-------- Record list --------

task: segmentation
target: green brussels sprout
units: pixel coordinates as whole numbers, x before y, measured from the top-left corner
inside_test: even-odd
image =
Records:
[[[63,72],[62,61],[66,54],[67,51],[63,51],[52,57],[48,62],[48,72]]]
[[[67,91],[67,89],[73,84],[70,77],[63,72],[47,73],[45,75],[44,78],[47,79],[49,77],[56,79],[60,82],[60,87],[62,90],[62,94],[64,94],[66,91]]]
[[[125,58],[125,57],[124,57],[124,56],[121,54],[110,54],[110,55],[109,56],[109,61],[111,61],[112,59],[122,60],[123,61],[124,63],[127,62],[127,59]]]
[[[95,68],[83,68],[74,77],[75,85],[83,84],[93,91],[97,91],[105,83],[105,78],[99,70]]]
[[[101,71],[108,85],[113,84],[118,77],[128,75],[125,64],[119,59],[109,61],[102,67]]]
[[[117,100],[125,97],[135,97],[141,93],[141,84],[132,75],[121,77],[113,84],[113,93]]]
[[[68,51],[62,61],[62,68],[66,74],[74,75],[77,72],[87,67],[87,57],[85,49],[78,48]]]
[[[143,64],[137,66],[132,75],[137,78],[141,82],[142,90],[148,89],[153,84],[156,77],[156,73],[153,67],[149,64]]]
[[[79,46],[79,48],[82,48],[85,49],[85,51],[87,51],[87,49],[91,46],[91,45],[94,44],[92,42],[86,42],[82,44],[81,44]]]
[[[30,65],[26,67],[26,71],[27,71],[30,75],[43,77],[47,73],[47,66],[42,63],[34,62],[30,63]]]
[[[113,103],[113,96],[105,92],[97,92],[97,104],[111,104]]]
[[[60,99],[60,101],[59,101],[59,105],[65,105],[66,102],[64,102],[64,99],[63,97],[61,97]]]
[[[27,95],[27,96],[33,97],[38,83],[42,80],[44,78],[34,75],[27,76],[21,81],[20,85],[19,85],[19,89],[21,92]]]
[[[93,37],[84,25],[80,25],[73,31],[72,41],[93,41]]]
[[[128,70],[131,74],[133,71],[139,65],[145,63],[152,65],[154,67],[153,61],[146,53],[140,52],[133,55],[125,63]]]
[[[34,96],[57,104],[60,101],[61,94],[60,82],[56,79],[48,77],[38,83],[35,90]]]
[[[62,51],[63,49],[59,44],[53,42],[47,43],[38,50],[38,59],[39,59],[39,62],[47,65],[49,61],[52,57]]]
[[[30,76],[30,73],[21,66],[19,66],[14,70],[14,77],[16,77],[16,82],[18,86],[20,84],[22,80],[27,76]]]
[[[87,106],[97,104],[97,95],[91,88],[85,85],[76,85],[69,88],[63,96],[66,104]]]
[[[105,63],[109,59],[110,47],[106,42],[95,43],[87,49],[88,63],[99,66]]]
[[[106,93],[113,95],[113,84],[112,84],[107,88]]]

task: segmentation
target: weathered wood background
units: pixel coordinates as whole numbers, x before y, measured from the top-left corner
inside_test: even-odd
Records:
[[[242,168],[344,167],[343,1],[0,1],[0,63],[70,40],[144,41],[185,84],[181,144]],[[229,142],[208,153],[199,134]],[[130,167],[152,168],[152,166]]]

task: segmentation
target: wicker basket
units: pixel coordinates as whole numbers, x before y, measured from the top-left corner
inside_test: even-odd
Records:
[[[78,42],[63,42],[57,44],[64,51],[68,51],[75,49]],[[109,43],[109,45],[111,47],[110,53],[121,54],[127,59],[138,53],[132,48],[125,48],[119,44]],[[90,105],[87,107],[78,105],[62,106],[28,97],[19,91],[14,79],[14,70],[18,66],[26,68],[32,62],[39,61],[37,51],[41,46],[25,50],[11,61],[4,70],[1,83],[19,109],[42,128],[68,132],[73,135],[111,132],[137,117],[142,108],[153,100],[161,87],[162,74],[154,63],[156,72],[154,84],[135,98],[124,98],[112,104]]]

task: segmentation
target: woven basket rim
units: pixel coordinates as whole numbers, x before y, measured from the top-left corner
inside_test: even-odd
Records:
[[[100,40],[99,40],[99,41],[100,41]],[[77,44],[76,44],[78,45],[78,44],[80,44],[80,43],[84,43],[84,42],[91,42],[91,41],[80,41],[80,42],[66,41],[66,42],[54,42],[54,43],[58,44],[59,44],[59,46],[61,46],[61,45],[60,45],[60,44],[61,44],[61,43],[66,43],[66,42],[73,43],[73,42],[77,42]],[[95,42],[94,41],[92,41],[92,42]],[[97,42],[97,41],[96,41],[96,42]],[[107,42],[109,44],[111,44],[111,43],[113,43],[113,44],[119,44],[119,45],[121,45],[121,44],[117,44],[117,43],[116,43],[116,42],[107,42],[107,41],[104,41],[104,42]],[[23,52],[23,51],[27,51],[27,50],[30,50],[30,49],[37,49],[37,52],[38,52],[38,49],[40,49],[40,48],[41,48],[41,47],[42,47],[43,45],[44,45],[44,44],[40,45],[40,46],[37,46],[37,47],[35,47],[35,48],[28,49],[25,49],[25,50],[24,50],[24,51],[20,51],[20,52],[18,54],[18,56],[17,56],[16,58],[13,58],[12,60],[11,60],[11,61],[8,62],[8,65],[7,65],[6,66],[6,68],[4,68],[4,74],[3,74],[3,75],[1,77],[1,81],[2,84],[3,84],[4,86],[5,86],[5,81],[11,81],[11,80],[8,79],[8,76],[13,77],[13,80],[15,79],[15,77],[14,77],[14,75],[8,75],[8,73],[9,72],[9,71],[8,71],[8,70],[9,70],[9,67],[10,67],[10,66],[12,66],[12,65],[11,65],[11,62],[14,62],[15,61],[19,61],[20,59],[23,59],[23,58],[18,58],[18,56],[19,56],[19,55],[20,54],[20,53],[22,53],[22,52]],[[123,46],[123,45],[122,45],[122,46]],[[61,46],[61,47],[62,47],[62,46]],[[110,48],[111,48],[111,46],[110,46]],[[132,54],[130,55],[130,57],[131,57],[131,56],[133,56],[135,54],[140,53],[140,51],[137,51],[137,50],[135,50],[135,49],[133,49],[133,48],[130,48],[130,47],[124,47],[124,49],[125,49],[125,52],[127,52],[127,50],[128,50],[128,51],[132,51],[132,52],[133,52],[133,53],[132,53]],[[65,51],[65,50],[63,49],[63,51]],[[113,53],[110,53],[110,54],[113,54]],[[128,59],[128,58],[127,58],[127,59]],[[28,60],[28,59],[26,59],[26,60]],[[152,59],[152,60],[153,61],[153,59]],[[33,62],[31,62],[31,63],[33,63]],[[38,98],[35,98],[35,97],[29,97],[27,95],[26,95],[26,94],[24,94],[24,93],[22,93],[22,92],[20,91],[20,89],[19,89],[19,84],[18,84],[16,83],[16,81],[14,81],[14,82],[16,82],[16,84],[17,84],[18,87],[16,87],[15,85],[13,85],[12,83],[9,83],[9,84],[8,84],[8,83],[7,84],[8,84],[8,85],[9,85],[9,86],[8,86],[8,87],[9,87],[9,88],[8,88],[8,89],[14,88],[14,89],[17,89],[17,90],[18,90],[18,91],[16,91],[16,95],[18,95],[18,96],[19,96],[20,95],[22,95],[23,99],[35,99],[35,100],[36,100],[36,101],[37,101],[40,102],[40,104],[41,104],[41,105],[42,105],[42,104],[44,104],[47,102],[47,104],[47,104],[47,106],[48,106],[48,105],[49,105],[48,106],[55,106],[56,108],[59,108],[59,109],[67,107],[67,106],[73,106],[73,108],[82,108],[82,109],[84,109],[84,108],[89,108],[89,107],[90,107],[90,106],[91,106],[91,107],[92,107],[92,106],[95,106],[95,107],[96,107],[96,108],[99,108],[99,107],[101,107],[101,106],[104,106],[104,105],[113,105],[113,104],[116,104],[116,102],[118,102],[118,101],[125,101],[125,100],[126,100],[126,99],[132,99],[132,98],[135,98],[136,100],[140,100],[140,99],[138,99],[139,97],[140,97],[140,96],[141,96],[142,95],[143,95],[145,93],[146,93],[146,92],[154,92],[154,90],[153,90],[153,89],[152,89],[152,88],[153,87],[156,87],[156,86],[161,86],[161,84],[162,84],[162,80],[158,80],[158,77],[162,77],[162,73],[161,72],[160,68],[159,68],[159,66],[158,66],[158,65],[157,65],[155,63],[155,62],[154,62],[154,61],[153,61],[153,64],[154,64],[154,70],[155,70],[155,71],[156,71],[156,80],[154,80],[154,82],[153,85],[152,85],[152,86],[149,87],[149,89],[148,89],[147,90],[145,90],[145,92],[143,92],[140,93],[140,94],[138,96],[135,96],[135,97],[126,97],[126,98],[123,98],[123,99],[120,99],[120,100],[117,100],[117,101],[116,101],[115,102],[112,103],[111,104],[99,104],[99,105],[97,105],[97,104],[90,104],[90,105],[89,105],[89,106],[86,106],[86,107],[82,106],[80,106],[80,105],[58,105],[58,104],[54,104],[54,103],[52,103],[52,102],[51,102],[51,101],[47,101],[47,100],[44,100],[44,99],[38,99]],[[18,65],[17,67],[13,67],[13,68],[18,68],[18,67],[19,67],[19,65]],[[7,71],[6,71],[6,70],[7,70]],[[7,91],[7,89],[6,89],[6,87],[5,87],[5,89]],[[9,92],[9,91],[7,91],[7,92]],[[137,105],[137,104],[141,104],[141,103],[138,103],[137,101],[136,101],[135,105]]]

--------

**What the exercise asks**. Collect every line above that contains the word "basket".

**Expected answer**.
target: wicker basket
target: woven basket rim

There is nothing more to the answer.